Module 3: Flow Assembly & JSON Generation (The "Translator")

Endpoint: POST /api/shots/:id/generate-flow

Logic Flow:

  1. Data Gathering: The endpoint fetches the shot record. It then queries the ingredients table to retrieve the full details (Name, Metadata, Visual Description) of the UUIDs stored in assigned_ingredients.
  2. Context Construction: A rich text prompt is assembled.
    • Example: "Construct a Google Veo 3.1 JSON configuration. The shot is: '{shot.description}'. The Character is '{ingredient[0].name}', described as '{ingredient[0].metadata}'. The Location is '{ingredient[1].name}'."
  3. Prompt Engineering: The prompt explicitly forbids the LLM from adding hallucinated details and forces it to map the Ingredient characteristics to the specific JSON fields required by Veo (e.g., subject.description, environment.lighting).
  4. AI Action: Send to Ollama. We use a low-temperature setting (e.g., 0.2) to ensure deterministic, strictly formatted JSON output.
  5. Validation: The backend parses the returned JSON string into a Python Dictionary. If parsing fails, it retries up to 2 times.
  6. Update: The valid JSON is saved to shots.veo_json_payload, and the status is updated to 'ready'.

4. Frontend Integration Guidelines

  • API Client: Use axios with a configured base URL (e.g., /api/v1). Implement interceptors to handle 401/403 errors or global loading states.
  • Image Handling (Presigned URLs): The frontend should never try to fetch images directly from the MinIO container's internal IP. Instead, the API returns a presigned URL (valid for 1 hour) that allows the browser to fetch the image directly from the MinIO public endpoint.
  • Optimistic UI: When a user updates a shot description or drags an ingredient, the UI should update immediately (using react-query's setQueryData) before the API call resolves. If the API call fails, the change is rolled back with a toast notification.
  • Editor Component: For the JSON editor, use @monaco-editor/react to provide syntax highlighting and code folding, giving the "IDE" feel.

5. Implementation Prompt for Coding Agent

Copy and paste this detailed instruction block into Antigravity/Cursor/Windsurf to begin the build process:

"Act as a Senior Full-Stack Software Architect. We are building 'Auteur AI', a professional video production management application.

Core Constraint: DO NOT USE MOCK DATA. This is a real implementation meant for production deployment on a Linux cluster.

Technology Stack Definition:

  1. Backend: Python FastAPI.

    • Use SQLAlchemy (Async) for ORM.
    • Use Alembic for database migrations.
    • Use Pydantic for strict data validation (Models).
    • Use boto3 for MinIO (S3) interaction.
    • Use ollama python library for communicating with the local LLM (http://host.docker.internal:11434).
  2. Frontend: React (Vite) + TypeScript + TailwindCSS.

    • Use axios for API requests.
    • Use tanstack/react-query for data fetching and caching.
    • Use shadcn/ui components for the interface.
    • Use lucide-react for iconography.

Task 1: Infrastructure Setup Create a production-ready docker-compose.yml. It must include:

  • postgres (v16) with a named volume for persistence.
  • minio with a create-bucket entrypoint script.
  • backend service (FastAPI) with hot-reload enabled for dev.
  • frontend service (Node/Vite) proxying requests to the backend.

Task 2: Database Layer Define the SQLAlchemy models exactly matching the schema provided in the TDD (Projects, Ingredients, Scenes, Shots). Create the initial Alembic migration script.

Task 3: Backend API Implementation

  • Implement the POST /api/assets/upload endpoint using UploadFile. It must save to MinIO and Postgres.
  • Implement the POST /api/scripts/parse endpoint. It must accept a text file, chunk it, send it to Ollama for analysis, and store the resulting Shots.

Task 4: Frontend Development

  • Set up the React Router with layouts (Sidebar/Header).
  • Build the 'Asset Library' view: Fetch real data from the API, display images using presigned URLs, and implement a real file upload dropzone."

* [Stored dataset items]
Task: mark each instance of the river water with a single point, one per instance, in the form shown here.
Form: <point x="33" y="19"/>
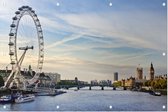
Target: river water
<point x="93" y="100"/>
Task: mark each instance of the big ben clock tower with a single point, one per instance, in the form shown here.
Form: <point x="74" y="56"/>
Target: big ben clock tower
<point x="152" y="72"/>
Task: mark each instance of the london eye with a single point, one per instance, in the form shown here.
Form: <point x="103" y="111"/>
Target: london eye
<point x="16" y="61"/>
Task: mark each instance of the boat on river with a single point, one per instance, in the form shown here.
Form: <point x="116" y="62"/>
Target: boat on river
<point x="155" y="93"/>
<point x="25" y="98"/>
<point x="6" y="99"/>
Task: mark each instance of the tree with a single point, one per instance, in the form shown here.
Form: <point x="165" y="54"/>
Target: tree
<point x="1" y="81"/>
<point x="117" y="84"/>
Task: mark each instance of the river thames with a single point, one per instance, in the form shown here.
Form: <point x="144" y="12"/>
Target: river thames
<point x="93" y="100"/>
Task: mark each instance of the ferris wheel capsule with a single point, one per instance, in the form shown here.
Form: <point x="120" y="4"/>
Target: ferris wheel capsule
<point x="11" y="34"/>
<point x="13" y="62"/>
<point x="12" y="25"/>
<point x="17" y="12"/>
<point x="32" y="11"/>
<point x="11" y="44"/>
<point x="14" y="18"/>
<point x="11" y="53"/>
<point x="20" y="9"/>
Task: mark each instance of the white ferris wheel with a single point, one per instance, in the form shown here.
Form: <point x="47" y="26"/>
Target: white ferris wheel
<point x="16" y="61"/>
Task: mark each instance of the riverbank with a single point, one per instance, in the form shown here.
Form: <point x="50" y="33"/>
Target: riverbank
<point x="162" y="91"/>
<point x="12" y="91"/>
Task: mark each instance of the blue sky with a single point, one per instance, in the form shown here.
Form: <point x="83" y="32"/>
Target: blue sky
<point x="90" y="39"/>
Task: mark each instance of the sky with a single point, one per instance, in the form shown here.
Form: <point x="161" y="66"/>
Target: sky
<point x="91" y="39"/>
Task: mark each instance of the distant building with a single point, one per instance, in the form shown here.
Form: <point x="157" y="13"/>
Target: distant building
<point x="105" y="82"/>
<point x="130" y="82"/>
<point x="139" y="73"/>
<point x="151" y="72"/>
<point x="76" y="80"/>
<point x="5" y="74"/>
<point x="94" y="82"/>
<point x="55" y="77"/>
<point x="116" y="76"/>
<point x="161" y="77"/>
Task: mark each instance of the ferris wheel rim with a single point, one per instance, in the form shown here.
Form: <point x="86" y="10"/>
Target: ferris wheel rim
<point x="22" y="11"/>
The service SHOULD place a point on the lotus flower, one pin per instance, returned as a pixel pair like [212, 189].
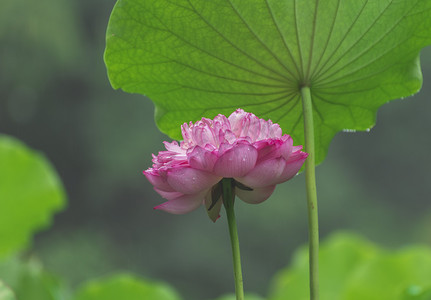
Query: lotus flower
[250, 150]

==

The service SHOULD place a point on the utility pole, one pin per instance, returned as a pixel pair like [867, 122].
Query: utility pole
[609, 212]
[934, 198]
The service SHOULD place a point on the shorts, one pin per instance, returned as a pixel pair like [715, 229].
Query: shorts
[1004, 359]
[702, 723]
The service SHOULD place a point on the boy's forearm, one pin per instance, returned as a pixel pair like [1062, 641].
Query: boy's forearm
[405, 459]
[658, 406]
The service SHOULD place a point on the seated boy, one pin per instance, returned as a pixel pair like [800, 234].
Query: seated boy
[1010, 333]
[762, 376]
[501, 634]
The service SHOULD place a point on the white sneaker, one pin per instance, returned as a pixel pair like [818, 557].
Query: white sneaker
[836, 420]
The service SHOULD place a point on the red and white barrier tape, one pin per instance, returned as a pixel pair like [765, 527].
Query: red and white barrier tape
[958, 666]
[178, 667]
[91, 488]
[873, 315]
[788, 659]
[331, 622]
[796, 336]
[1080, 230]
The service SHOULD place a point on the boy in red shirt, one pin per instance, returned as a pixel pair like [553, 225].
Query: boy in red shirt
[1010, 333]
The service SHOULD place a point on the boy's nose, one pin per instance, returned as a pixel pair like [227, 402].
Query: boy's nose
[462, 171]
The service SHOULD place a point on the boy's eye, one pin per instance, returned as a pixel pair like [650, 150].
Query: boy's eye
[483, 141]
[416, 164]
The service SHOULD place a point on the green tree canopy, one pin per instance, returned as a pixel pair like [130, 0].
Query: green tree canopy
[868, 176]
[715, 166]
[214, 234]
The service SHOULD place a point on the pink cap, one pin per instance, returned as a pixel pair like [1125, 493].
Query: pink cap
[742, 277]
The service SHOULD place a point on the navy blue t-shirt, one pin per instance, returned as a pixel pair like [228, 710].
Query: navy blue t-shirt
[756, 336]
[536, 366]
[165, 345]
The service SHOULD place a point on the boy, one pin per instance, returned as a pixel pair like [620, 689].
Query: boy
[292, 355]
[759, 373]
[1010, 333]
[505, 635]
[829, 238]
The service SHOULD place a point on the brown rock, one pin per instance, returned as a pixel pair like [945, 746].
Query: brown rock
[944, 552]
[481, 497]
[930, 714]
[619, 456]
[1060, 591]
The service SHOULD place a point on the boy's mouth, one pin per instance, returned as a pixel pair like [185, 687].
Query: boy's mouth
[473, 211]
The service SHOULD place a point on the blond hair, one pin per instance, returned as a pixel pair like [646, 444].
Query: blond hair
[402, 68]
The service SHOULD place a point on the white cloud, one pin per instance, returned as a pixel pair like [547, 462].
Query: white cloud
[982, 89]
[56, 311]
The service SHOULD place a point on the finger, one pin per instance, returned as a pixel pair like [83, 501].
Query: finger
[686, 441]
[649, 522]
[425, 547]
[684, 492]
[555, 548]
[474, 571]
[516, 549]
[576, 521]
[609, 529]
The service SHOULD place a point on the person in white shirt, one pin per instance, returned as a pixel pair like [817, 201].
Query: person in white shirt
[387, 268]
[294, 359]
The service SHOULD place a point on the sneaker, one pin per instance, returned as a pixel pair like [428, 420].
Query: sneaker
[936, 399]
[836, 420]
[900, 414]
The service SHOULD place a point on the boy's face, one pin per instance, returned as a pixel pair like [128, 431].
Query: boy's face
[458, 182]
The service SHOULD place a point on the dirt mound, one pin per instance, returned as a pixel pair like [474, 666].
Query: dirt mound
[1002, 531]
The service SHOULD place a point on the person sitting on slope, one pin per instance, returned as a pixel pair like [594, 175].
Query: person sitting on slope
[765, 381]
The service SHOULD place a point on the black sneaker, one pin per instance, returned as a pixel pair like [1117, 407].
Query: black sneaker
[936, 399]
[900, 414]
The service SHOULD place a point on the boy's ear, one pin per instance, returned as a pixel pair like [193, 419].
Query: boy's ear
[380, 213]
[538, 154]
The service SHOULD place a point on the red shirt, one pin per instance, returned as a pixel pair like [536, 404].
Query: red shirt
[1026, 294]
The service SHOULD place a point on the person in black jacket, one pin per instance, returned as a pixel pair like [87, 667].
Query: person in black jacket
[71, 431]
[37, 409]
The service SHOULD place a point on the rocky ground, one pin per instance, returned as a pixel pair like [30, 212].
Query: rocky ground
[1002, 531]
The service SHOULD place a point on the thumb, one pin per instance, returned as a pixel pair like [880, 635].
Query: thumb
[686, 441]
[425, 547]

==

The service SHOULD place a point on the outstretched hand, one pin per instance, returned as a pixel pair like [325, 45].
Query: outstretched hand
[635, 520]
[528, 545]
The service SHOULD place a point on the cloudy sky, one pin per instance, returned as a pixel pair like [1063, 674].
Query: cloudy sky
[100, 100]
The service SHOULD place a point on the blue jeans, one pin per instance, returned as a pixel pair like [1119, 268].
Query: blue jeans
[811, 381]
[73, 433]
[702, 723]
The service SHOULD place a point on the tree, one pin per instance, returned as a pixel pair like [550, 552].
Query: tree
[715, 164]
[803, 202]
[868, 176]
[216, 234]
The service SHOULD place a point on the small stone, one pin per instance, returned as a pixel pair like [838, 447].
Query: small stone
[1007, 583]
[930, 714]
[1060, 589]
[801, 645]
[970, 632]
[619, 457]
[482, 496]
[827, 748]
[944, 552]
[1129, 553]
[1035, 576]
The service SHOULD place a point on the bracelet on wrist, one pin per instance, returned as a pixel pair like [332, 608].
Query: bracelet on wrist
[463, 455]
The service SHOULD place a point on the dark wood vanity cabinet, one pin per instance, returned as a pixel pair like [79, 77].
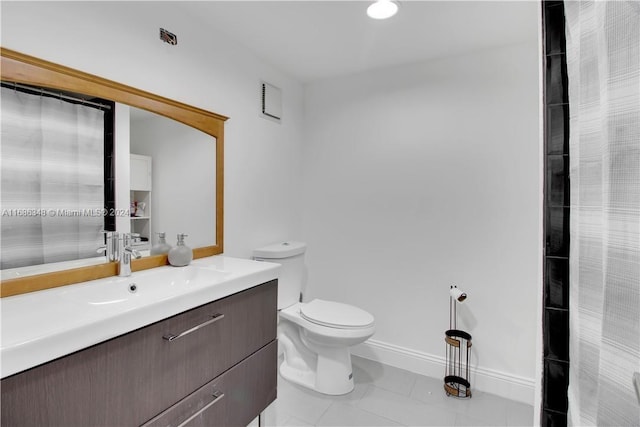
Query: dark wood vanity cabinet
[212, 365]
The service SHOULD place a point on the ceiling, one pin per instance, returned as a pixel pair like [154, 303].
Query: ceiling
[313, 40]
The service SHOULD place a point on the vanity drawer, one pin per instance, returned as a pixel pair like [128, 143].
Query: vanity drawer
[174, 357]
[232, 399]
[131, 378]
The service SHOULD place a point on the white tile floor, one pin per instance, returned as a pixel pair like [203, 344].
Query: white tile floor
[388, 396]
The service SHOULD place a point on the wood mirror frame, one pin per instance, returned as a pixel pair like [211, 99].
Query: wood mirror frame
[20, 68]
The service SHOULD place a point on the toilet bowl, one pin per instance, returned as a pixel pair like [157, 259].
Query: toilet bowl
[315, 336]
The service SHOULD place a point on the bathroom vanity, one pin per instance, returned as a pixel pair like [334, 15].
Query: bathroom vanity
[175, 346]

* [Activities]
a: Answer each question from the Auteur AI text, marking your answers (i), (ii) and (iii).
(i) What temperature setting is given as an example for the request sent to Ollama?
(ii) For how long is a presigned URL valid?
(iii) Which version of postgres must the docker-compose.yml include?
b: Decide whether each statement agrees with the Auteur AI text. Give yes or no, then quote the words of the text that settle it.
(i) When parsing the returned JSON fails, the backend retries up to three times.
(ii) The JSON editor is to be built with @monaco-editor/react.
(iii) The frontend fetches images directly from the MinIO container's internal IP.

* [Outputs in order]
a:
(i) 0.2
(ii) 1 hour
(iii) v16

b:
(i) No: "If parsing fails, it retries up to 2 times."
(ii) Yes: "For the JSON editor, use @monaco-editor/react to provide syntax highlighting and code folding"
(iii) No: "The frontend should never try to fetch images directly from the MinIO container's internal IP."